::: Recorded data :::
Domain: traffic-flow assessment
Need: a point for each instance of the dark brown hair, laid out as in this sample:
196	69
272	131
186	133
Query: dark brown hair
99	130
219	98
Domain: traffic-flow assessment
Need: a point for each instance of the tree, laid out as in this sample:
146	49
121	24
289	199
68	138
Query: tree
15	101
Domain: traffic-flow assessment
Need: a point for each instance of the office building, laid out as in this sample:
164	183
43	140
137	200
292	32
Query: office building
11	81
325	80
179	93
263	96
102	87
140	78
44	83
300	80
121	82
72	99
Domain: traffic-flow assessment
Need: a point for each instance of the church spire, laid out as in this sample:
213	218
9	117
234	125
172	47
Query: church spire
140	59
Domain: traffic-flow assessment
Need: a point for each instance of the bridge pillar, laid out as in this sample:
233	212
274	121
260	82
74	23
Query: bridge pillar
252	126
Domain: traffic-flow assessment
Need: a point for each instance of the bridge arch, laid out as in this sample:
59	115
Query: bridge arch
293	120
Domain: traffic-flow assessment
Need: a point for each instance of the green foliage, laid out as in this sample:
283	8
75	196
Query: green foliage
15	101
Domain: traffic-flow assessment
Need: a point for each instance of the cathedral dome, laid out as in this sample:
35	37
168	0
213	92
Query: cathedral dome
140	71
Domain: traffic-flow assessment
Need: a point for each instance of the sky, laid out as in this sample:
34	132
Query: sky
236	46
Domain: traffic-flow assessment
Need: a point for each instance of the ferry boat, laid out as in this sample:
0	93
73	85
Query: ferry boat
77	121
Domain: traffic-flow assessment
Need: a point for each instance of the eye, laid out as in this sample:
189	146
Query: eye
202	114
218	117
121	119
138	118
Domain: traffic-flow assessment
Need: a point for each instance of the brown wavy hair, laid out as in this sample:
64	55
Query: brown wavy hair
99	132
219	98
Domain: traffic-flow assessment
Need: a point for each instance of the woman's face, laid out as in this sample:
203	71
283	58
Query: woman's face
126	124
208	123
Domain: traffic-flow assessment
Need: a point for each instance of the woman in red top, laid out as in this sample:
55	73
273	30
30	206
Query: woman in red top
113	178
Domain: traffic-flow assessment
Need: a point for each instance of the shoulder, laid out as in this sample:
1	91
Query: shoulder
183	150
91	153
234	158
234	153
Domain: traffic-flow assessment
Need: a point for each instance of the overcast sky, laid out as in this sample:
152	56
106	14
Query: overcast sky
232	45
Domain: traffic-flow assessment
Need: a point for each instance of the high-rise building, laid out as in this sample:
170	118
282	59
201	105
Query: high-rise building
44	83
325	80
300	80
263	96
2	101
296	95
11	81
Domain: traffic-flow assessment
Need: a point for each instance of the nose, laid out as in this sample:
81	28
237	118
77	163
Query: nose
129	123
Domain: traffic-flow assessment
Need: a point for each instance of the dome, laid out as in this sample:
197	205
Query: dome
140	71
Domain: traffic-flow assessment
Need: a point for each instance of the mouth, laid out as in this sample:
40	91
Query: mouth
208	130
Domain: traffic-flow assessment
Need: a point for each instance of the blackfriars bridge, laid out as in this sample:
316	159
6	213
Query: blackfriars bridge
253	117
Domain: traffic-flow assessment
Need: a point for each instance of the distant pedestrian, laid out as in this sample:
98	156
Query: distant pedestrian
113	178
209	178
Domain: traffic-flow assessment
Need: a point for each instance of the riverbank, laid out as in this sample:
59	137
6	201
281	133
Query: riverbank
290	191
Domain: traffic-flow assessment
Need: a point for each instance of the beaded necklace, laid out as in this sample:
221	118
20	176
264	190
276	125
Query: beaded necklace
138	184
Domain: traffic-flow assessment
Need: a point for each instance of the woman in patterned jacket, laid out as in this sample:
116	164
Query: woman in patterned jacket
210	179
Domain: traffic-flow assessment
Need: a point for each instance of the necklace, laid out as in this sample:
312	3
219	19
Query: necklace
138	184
:::
§ **Task to complete**:
Could you write out all the entries word for word?

§ **Answer to the exercise**:
Domain: traffic-flow assessment
Need: a point for each instance of the dark brown hair, laid out as in this sample:
196	69
272	131
186	133
Query: dark brown hair
99	130
219	98
Domain: traffic-flow assessment
Need: a point for each instance of the tree, laid out as in this sample:
146	49
121	24
289	199
68	138
Query: tree
15	101
Domain: traffic-flow assessment
Need: a point for each instance of the office building, laid out as in this sample:
164	183
43	140
137	200
292	32
Query: office building
11	81
325	80
179	93
263	96
102	87
140	78
44	83
300	80
121	82
72	99
Domain: traffic-flow assessment
Need: a point for each instance of the church spire, laid out as in this sample:
213	218
9	117
234	125
172	47
Query: church spire
140	59
Domain: traffic-flow assessment
Need: a point for each instance of the bridge pillar, laid out as in this sample:
233	212
274	121
260	82
74	23
Query: bridge pillar
252	126
Domain: traffic-flow assessment
Need: a point for each instance of the bridge arch, laid out as in this sample:
59	115
Query: bridge arch
293	120
Domain: traffic-flow assessment
Need: a point for each instance of the green foliage, laid out as in this sample:
283	8
75	196
Query: green foliage
15	101
Domain: traffic-flow assessment
Need: a point for each instance of the cathedral dome, laid out as in this sample:
35	37
168	0
213	92
Query: cathedral dome
140	71
Domain: traffic-flow assessment
Need: a point for each instance of the sky, laid out as in this sample:
34	132
Query: sky
236	46
Domain: traffic-flow assessment
Need: a point for each instance of the ferry boat, laid out as in this sample:
0	93
73	85
Query: ferry boat
77	121
Domain: traffic-flow assessment
Need: a point for each instance of the eye, laid out as in this sample:
189	146
Query: eye
202	114
218	117
121	119
138	118
Domain: traffic-flow assessment
Need: a point for each instance of the brown wavy hair, laid out as in this sample:
64	55
Query: brown wavy hair
99	132
219	98
Domain: traffic-flow assessment
Need: a point for each instance of the woman's face, laid out as in this sample:
203	71
283	58
Query: woman's face
126	124
208	123
Domain: traffic-flow assessment
Need: a point for each instance of the woman in red top, laid out as in this sample:
55	73
273	30
30	206
Query: woman in red top
113	178
Domain: traffic-flow assessment
Need: a point for each instance of the shoulder, laid out as in this sample:
1	91
Query: shoulder
183	150
91	153
234	158
234	153
Domain: traffic-flow assessment
Need: a point for each instance of the overcast sky, laid out as in this sample:
152	56
106	14
Query: overcast sky
232	45
Domain: traffic-flow assessment
Need: a point for each instance of the high-rise building, laid out as in this sample:
170	118
282	59
201	105
Query: high-rise building
44	83
325	80
300	80
263	96
2	101
296	95
11	81
Domain: traffic-flow assessment
Need: a point for each instance of the nose, laid out as in this sample:
81	28
237	118
77	163
Query: nose
129	123
Domain: traffic-flow assessment
Need: a point for each instance of the dome, laid out as in this sample:
197	205
Query: dome
140	71
Domain: traffic-flow assessment
Need: a point for each instance of the mouth, laid out as in this sample:
40	91
Query: mouth
208	130
Domain: traffic-flow assessment
Need: a point for each instance of the blackfriars bridge, laid out as in this sample:
316	159
6	213
Query: blackfriars bridge
253	117
Domain: traffic-flow assessment
Need: a point for each instance of the distant pedestrian, laid out as in this sample:
98	156
Query: distant pedestrian
113	178
209	178
Domain: traffic-flow assessment
Need: a point for each instance of the riverbank, laid out as in this sample:
59	137
6	201
281	133
Query: riverbank
290	191
Domain: traffic-flow assessment
Need: a point for each instance of the beaded necklace, laid out as in this sample:
221	118
20	176
264	190
276	125
Query: beaded necklace
138	184
Domain: traffic-flow assessment
Need: a point for each instance of the woman in patterned jacket, laid out as in this sample:
116	164
Query: woman in patterned jacket
210	179
Domain: traffic-flow assessment
Need: a point for each instance of the necklace, laid out as in this sample:
312	3
219	19
Query: necklace
138	184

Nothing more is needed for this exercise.